• **Texte source**
☆ ☆ ☆

Un poème folko-réac, really?
American Pie de Don McLean n’est cependant pas qu’une ballade folk. Si l’on y regarde plus près, on s’aperçoit qu’il s’agit d’une chanson autobiographique, et si l’on se concentre encore un peu (faites un effort), on y découvre bien plus encore… Cette chanson est un florilège de références à ce que l’on peut appeler le tournant des Sixties, à ce qui a bouleversé la création artistique dans le domaine musical (c’est arrivé, Dieu merci !). Bien qu’il semble regretter la légèreté des années 50 et s’être morfondu dans les obscures et amorales Sixties, le bilan que McLean établit en 1971 fait appel à des icônes ‘incontournables’…
Il faut savoir que les paroles de cette chanson sont depuis 1971 sujettes à diverses interprétations. Elles agitent les fans, ont donné naissance à de multiples spéculations et Don McLean n’a jamais tenu à les éclaircir. Ceci explique, en partie, la vente (aux enchères) du manuscrit original pour 1,2 millions de dollars en avril dernier.
Bref rappel du contexte de American Pie
Les Fifties
L’Amérique est paisible et satisfaite, la société est portée par la famille, la tradition et un American Dream qui fonctionne encore, le conformisme est roi et le paysage musical est dominé par le tout puissant rock’n’roll d’Elvis.
Les Sixties
Plus question de regarder derrière, il faut tout renverser pour aller de l’avant, pour progresser ! L’agitation et la contestation règnent au nom de l’égalité, de la liberté, de la paix et de l’amour. La jeunesse se construit par ses mœurs libérées, sa sexualité débridée, son attrait pour les psychotropes et les vêtements colorés. Musicalement ce sont des icônes créatrices qui s’imposent et incarnent cette révolution.

☆ ☆ ☆

• **Extrait des données**
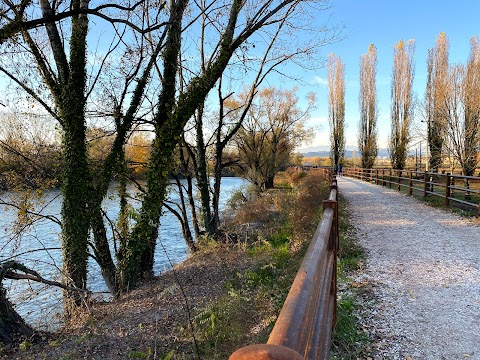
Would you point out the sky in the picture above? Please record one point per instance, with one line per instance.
(384, 23)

☆ ☆ ☆

• **Consignes de travail**
Selon le texte source, pour quelle somme le manuscrit original de American Pie a-t-il été vendu aux enchères ?

• **Corrigé détaillé**
Pour 1,2 millions de dollars.